● **Extracted records**:
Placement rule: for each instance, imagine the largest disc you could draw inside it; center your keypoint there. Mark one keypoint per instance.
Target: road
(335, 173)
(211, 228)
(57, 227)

● **Description of the task**: Retype the listing above, exactly and in full.

● **Task solution**:
Placement rule: for each instance, imagine the largest disc you could draw inside it; center your keypoint there. Mark one keypoint per instance.
Target: road
(335, 173)
(211, 228)
(57, 227)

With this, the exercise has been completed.